▶ Directive a
In the rows, starting at the line containing "Identify a point for each instance of the building" and running through the last row, change "building roof" to "rooftop", and write out that stretch with nothing else altered.
-.-.-
Accordance Blog
Aug 29, 2016 Richard Mansfield

Using Grammars for Exegesis--Really!

In my second year of seminary, years ago, I took a Greek syntax and exegesis course. As one might imagine, this course involved writing a syntax and exegesis paper. We were all required to pick a portion of the New Testament and look at it from every angle. We were encouraged to focus only on a verse or even just a sentence or phrase. That paper had to cover every aspect of our passage including linguistic, text-critical and interpretive (historical and modern) understandings.

We were told to comb through commentaries, journal articles, lexicons, and even grammars. Back then, trying to identify whether a grammar covered a particular passage of Scripture could be difficult—because back then, we didn’t have Accordance! We were dependent upon Scripture indexes in the back of books, and many books—especially grammars—simply didn’t have them. If a grammar was missing a Scripture index, I usually just skipped it. I wasn’t going to visually scan every page to see if my passage was covered. And back then, even if there was a Scripture index, it was prepared by a fallible human being. There was always the possibility that the index was not truly complete.
-.-.-
▶ Directive b
According to the blog post on using grammars for exegesis, what course did the writer take in the second year of seminary?
-.-.-
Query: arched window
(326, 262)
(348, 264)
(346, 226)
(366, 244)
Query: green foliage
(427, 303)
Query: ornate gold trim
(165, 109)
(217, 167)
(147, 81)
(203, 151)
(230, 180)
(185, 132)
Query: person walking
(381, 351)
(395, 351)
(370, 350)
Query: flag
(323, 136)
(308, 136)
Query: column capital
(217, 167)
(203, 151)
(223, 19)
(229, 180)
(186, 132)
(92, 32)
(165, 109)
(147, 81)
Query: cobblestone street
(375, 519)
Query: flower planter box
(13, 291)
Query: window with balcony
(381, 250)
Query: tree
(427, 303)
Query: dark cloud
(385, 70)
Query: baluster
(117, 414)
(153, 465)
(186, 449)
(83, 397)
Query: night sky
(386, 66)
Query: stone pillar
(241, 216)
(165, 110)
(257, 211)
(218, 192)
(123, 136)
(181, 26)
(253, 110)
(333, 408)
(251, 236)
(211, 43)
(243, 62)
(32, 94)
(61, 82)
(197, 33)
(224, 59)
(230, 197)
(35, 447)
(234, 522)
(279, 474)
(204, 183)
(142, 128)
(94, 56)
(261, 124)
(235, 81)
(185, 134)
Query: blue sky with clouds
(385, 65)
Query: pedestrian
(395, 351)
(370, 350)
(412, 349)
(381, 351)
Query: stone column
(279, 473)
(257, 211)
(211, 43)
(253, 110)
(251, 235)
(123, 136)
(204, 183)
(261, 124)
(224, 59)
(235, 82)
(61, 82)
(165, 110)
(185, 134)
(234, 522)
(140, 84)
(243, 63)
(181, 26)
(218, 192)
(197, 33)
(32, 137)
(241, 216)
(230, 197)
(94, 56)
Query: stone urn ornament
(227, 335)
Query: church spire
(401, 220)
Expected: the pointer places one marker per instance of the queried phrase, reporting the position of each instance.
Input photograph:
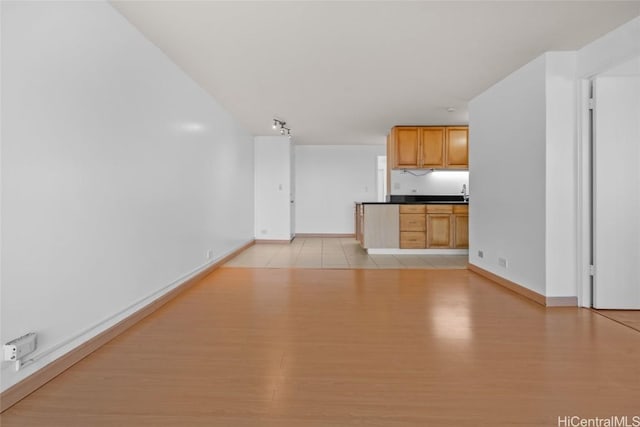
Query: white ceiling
(345, 72)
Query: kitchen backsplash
(436, 182)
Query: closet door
(616, 192)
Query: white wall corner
(561, 174)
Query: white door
(616, 192)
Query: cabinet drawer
(439, 208)
(412, 240)
(412, 208)
(461, 209)
(413, 222)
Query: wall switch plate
(16, 349)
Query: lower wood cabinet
(461, 227)
(439, 231)
(434, 226)
(412, 240)
(412, 226)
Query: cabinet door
(412, 240)
(461, 231)
(432, 139)
(406, 152)
(412, 222)
(439, 231)
(457, 148)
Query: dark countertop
(412, 203)
(413, 199)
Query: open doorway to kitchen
(381, 180)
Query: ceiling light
(281, 124)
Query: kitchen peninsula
(414, 225)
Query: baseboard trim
(562, 301)
(512, 286)
(22, 389)
(327, 235)
(264, 241)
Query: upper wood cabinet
(433, 147)
(437, 147)
(457, 148)
(407, 147)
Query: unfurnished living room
(320, 213)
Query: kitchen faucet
(465, 195)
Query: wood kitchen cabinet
(380, 226)
(407, 147)
(437, 147)
(461, 226)
(439, 226)
(457, 148)
(412, 226)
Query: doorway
(615, 188)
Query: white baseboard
(388, 251)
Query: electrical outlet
(16, 349)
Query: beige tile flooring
(336, 252)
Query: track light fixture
(282, 125)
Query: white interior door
(616, 191)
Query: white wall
(614, 48)
(119, 173)
(600, 56)
(507, 176)
(561, 174)
(431, 183)
(329, 179)
(273, 188)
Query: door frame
(584, 221)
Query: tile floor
(336, 252)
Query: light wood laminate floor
(336, 252)
(312, 347)
(631, 318)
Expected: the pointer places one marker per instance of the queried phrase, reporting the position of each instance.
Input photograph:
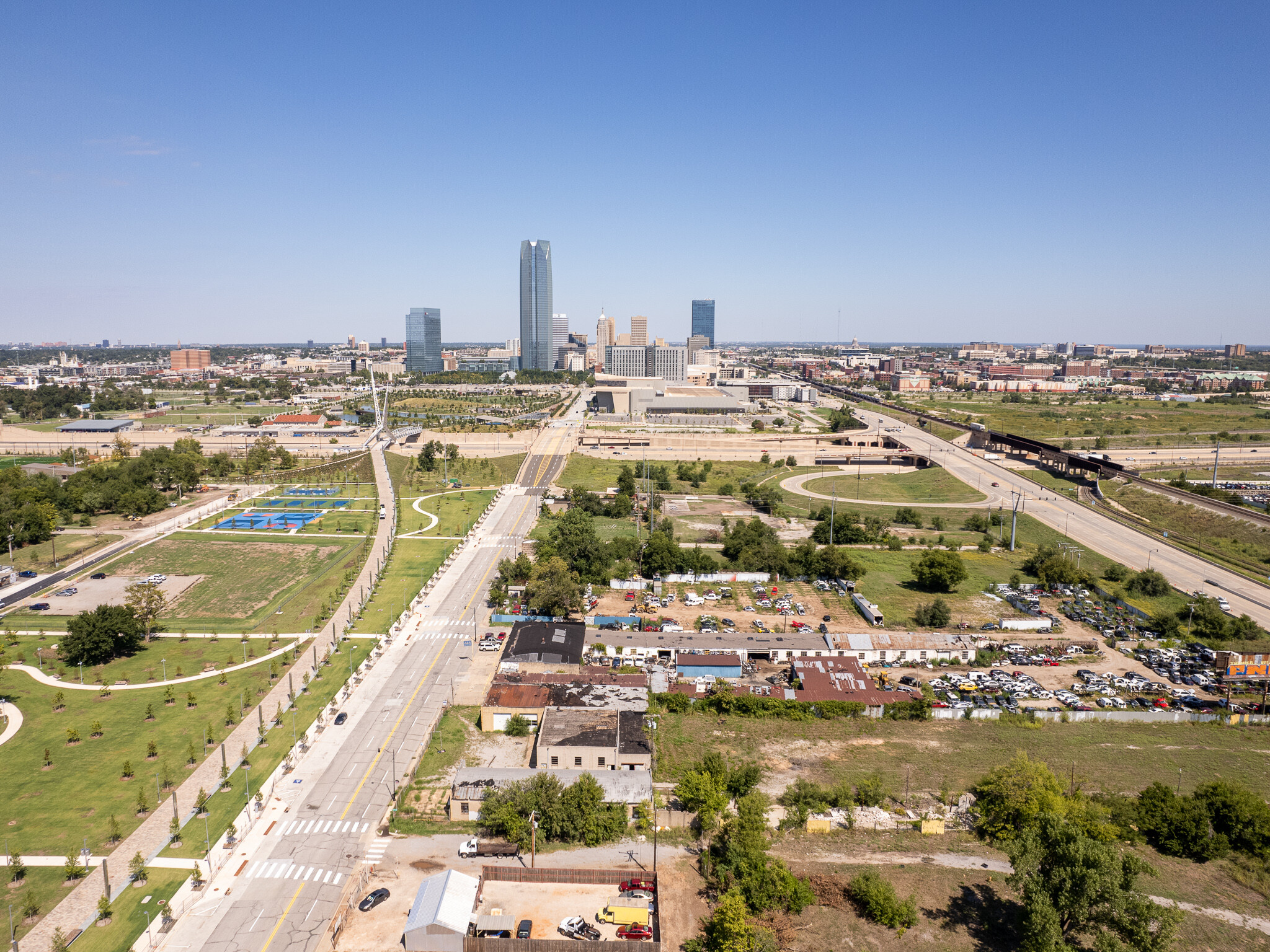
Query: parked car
(578, 928)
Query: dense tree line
(573, 814)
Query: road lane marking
(282, 919)
(401, 718)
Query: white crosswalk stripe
(272, 871)
(304, 828)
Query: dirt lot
(110, 592)
(409, 860)
(546, 904)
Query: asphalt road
(1089, 528)
(290, 880)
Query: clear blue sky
(257, 172)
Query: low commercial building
(593, 741)
(713, 666)
(474, 783)
(530, 695)
(441, 913)
(97, 427)
(888, 648)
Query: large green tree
(1078, 891)
(939, 571)
(97, 637)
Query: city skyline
(934, 172)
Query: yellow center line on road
(285, 912)
(422, 682)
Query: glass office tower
(536, 334)
(703, 320)
(424, 340)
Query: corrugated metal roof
(445, 899)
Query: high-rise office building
(536, 328)
(424, 340)
(639, 332)
(703, 320)
(559, 339)
(696, 345)
(606, 335)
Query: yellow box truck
(624, 912)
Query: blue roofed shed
(701, 666)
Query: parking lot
(111, 592)
(548, 904)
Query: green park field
(413, 562)
(455, 509)
(52, 810)
(930, 485)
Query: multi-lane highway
(1086, 527)
(286, 879)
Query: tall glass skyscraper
(703, 320)
(424, 340)
(536, 334)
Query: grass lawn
(930, 485)
(225, 805)
(598, 475)
(475, 471)
(456, 511)
(43, 884)
(128, 914)
(282, 584)
(69, 546)
(56, 809)
(413, 562)
(183, 658)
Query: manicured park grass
(456, 511)
(225, 805)
(930, 485)
(281, 584)
(597, 475)
(179, 659)
(58, 808)
(413, 562)
(128, 915)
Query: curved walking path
(958, 861)
(48, 679)
(81, 906)
(794, 484)
(14, 716)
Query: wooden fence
(475, 945)
(574, 878)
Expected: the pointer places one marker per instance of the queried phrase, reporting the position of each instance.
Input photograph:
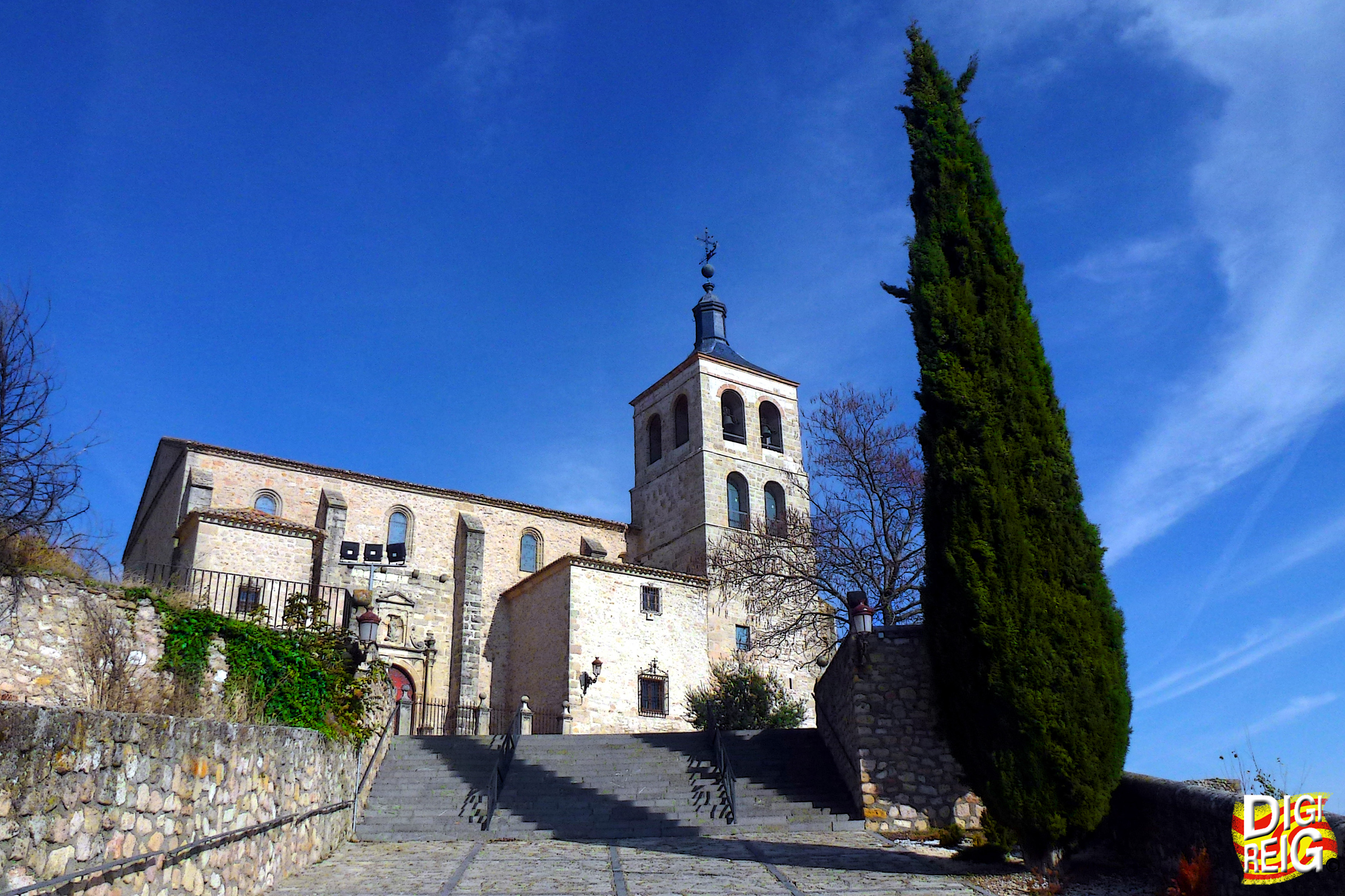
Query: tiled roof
(253, 518)
(395, 484)
(594, 563)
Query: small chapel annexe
(485, 600)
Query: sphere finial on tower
(712, 247)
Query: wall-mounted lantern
(861, 614)
(369, 623)
(588, 678)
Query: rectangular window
(249, 598)
(654, 696)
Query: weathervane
(712, 247)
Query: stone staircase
(606, 787)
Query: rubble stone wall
(41, 646)
(80, 789)
(876, 713)
(1153, 823)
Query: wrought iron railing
(271, 602)
(728, 781)
(442, 718)
(548, 723)
(502, 762)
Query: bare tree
(861, 531)
(41, 497)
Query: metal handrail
(502, 763)
(721, 760)
(373, 756)
(825, 716)
(171, 856)
(276, 603)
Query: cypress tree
(1025, 635)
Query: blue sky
(450, 244)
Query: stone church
(483, 600)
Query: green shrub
(743, 699)
(300, 677)
(951, 836)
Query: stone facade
(202, 508)
(876, 712)
(1154, 823)
(41, 653)
(242, 543)
(80, 789)
(599, 607)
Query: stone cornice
(699, 356)
(255, 521)
(607, 566)
(393, 484)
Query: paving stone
(815, 864)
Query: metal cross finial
(711, 244)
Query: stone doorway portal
(404, 693)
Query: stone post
(525, 718)
(483, 716)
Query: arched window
(775, 508)
(735, 419)
(268, 502)
(655, 439)
(397, 525)
(773, 436)
(531, 552)
(739, 510)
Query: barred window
(654, 695)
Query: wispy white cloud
(489, 42)
(1272, 197)
(1130, 260)
(1269, 640)
(1296, 708)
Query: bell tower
(717, 446)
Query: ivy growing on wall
(304, 677)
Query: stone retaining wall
(81, 787)
(876, 713)
(1153, 823)
(41, 653)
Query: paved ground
(852, 863)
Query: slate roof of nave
(334, 473)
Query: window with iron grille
(654, 695)
(249, 598)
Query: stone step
(604, 787)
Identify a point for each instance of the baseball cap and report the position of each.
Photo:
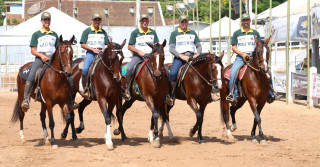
(45, 15)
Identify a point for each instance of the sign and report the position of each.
(299, 83)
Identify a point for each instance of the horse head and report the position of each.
(65, 54)
(113, 56)
(157, 62)
(261, 56)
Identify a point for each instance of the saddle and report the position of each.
(240, 73)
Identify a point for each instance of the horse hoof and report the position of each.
(110, 146)
(190, 133)
(263, 142)
(156, 143)
(54, 146)
(116, 132)
(254, 141)
(201, 141)
(233, 128)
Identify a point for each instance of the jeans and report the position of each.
(35, 65)
(235, 66)
(176, 64)
(88, 61)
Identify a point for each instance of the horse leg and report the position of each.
(120, 114)
(43, 122)
(83, 104)
(107, 117)
(51, 126)
(156, 140)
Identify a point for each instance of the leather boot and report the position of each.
(26, 97)
(84, 85)
(170, 96)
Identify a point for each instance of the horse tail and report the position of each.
(16, 112)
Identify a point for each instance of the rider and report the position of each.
(138, 45)
(94, 39)
(181, 45)
(43, 45)
(245, 35)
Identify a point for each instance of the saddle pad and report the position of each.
(25, 73)
(241, 74)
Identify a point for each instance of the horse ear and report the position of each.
(150, 45)
(164, 43)
(61, 39)
(123, 43)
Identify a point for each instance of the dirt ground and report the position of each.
(292, 134)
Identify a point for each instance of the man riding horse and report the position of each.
(138, 46)
(181, 45)
(243, 45)
(94, 39)
(43, 45)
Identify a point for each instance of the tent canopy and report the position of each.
(61, 23)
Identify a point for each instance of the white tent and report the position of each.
(61, 23)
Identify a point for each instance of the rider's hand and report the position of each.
(141, 53)
(97, 51)
(184, 57)
(44, 58)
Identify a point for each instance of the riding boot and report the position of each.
(26, 98)
(84, 85)
(71, 103)
(126, 95)
(170, 96)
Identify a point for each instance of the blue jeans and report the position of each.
(88, 61)
(235, 66)
(176, 64)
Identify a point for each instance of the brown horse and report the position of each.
(106, 80)
(196, 89)
(255, 86)
(54, 89)
(153, 84)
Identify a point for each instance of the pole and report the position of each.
(219, 26)
(229, 48)
(210, 27)
(287, 52)
(198, 19)
(308, 58)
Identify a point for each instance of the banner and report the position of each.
(299, 83)
(316, 86)
(279, 82)
(315, 22)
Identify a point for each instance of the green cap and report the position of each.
(96, 15)
(183, 17)
(144, 16)
(245, 16)
(45, 15)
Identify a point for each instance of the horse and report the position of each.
(106, 80)
(53, 89)
(199, 82)
(153, 84)
(255, 87)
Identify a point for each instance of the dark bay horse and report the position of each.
(54, 88)
(255, 86)
(196, 89)
(106, 80)
(153, 84)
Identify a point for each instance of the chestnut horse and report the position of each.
(106, 81)
(54, 89)
(198, 83)
(153, 84)
(255, 86)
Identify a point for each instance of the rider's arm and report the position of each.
(43, 57)
(135, 50)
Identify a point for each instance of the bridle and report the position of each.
(63, 71)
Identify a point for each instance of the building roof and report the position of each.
(118, 11)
-.-.-
▶ Result a
Identify a point for each instance of the rooftop and report the position of each.
(118, 11)

▶ Result b
A Greek syntax and exegesis course.